[Start of section]

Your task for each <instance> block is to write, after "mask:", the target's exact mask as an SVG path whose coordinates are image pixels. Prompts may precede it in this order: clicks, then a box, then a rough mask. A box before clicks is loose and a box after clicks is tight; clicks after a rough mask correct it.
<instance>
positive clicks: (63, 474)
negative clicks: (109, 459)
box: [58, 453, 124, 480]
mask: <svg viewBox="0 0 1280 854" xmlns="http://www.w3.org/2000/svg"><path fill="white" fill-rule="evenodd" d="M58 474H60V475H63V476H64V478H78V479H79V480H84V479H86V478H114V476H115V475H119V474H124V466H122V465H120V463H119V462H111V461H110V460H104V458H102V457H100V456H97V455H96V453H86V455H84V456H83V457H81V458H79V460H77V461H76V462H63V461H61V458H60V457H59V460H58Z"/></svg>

[End of section]

Rewrite all of the rows above as a Markdown table with two columns, "No." for the row number and "Text" for the line itself. Leave out any blank lines.

| No. | Text |
|---|---|
| 1 | Your task for each <instance> block is to write, after "mask:", the target's exact mask as an SVG path whose coordinates are image pixels. Prompts may precede it in this order: clicks, then a box, then a rough mask. A box before clicks is loose and a box after clicks is tight; clicks after a rough mask correct it. |
| 2 | <instance> |
| 3 | positive clicks: (63, 474) |
| 4 | negative clicks: (109, 459) |
| 5 | box: [58, 453, 124, 480] |
| 6 | mask: <svg viewBox="0 0 1280 854" xmlns="http://www.w3.org/2000/svg"><path fill="white" fill-rule="evenodd" d="M58 474H60V475H63V476H64V478H78V479H79V480H84V479H86V478H114V476H115V475H119V474H124V466H122V465H120V463H119V462H111V461H110V460H104V458H102V457H100V456H97V455H96V453H86V455H84V456H83V457H81V458H79V460H77V461H76V462H63V461H61V458H60V457H59V460H58Z"/></svg> |